In the end, though, the Chinese teenager was able to hold his nerve and keep it together to come up with the win in three games.  It was the second time this year that a Chinese teenager won a Super 100 event in men’s singles.  In the entire 11 years of the Superseries, men’s singles titles at the equivalent, level, went to teenagers only 3 times.

In the women’s singles, it was absolutely inevitable that a teenager would win.  However, it still wasn’t to be for Asian Junior Champion Wang Zhiyi (pictured bottom).  The 19-year-old world #165, who already has two International Challenge titles to her name, had to be content with just making it to her first major final this weekend.

Instead, it was the second major title for 17-year-old (pictured).  An may not have scored the high profile victories this week like she did in the New Zealand Open or the Sudirman Cup, but she was ecstatic on court after Wang saved 4 match points and An was forced to win it on her fifth, in extra points.
============================================================
INSTRUCTIONS:
1 – Rewrite the badminton report from "In the end, though, the" up to and including "only 3 times.", putting "composure" in place of "nerve".
2 – Copy out the rows word for word, from the line with "sea in this" up to and including the line with "[(203, 229)]".
The rows below have nothing to do with the badminton report.
============================================================
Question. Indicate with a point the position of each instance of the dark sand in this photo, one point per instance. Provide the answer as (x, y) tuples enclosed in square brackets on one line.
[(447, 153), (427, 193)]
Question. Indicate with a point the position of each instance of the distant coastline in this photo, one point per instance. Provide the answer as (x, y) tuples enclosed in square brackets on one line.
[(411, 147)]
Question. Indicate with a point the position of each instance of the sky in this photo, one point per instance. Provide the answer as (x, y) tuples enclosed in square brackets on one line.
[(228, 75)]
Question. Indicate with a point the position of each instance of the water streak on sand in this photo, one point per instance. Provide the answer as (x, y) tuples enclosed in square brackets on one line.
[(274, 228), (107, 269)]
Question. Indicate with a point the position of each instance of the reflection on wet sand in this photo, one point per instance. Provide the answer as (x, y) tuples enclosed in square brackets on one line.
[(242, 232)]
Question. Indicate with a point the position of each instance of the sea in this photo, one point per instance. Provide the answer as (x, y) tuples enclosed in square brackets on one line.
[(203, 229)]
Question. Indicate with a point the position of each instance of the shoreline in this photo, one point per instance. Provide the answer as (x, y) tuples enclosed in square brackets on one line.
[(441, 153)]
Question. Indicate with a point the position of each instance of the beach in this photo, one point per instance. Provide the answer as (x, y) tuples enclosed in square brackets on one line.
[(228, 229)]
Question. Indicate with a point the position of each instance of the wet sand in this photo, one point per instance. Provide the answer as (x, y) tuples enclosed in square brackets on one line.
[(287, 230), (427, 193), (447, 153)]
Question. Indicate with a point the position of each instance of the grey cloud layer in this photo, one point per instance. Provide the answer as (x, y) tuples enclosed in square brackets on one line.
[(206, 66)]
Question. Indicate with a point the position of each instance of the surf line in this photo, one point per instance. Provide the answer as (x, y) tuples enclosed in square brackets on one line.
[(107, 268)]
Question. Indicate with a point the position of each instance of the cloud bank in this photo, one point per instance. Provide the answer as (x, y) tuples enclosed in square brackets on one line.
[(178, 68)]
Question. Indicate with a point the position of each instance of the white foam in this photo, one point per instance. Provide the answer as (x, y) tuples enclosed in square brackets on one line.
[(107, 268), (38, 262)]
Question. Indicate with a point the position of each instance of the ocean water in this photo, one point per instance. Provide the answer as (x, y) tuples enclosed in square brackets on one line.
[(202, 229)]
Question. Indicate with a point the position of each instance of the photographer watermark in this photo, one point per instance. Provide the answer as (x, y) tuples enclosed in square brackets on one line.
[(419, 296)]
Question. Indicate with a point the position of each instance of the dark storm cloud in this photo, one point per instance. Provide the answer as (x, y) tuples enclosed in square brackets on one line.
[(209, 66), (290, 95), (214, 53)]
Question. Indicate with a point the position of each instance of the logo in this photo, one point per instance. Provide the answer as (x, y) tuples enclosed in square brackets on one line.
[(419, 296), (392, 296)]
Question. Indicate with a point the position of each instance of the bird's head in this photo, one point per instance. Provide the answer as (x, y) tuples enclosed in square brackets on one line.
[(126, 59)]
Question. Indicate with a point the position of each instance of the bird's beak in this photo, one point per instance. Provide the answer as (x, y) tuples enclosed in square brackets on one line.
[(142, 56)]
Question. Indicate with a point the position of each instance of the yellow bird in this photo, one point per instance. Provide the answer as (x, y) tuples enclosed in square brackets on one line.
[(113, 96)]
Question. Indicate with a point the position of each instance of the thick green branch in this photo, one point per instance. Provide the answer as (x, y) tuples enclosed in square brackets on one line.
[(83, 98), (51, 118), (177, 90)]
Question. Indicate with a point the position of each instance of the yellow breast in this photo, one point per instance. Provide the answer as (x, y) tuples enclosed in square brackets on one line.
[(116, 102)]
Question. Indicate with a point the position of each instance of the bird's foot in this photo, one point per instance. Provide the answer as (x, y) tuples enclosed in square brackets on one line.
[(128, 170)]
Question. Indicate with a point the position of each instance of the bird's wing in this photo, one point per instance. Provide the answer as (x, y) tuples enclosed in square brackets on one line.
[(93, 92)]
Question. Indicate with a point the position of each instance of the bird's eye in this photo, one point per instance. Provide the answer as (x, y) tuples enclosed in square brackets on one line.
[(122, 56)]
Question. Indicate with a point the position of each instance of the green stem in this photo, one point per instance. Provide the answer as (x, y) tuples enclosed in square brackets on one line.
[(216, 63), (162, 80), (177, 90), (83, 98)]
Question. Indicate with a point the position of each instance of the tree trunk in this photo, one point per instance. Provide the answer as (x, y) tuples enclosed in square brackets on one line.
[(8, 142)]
============================================================
WRITTEN RESPONSES:
1 –
In the end, though, the Chinese teenager was able to hold his composure and keep it together to come up with the win in three games.  It was the second time this year that a Chinese teenager won a Super 100 event in men’s singles.  In the entire 11 years of the Superseries, men’s singles titles at the equivalent, level, went to teenagers only 3 times.

2 –
Question. Indicate with a point the position of each instance of the sea in this photo, one point per instance. Provide the answer as (x, y) tuples enclosed in square brackets on one line.
[(203, 229)]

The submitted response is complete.